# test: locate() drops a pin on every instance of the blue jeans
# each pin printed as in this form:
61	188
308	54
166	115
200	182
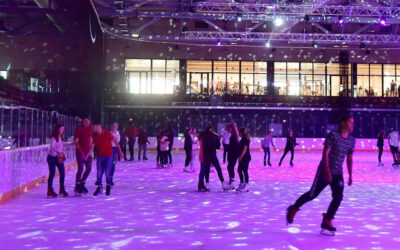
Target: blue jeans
104	165
114	162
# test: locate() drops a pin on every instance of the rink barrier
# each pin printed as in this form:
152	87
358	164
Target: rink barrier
26	168
305	144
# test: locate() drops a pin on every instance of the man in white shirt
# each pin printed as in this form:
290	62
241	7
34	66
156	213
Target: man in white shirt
225	140
394	146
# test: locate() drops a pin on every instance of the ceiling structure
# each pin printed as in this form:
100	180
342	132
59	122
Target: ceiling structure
277	23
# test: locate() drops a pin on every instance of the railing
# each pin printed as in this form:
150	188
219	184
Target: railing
25	167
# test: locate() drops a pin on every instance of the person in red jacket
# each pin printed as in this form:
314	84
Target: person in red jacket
102	140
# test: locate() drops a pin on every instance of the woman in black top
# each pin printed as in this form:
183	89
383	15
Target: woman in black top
233	153
244	160
381	137
290	144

#### [Exercise instructions]
The entries above are to be printed again word for word, with every picture removed.

#### [Task solution]
# test: locate() drops a pin on every instance of the blue jeans
# each pin printed as in this form:
61	188
308	54
166	115
200	182
Target: blue jeans
104	165
114	162
# test: locate() drops a pin on every instance of the rink barrier
# each pin printed as in this form:
152	87
358	164
Target: rink barrier
26	168
305	144
# test: locate() drops a pin on every instance of the man in white shirt
# each pin printed as in this form:
290	62
241	7
34	66
156	213
Target: man in white shirt
225	140
394	146
# test: locate() drops a pin on every instance of the ceiling structure
# each pin printed as in this form:
100	180
342	132
59	122
Target: ceiling structure
277	23
# test: locate() drops a pin on every instance of the railing
# each pin printed as in this form:
150	188
219	184
Target: railing
25	167
# test: locate() drops a pin on every instance of the person in red jacket
# each pin printed as in this form:
314	84
Target: person in red jacket
102	140
# test: locate() drops a pin on every instance of the woman in black top
# each pin printed as in this form:
183	89
383	15
Target: woman in black top
233	153
244	160
381	137
290	144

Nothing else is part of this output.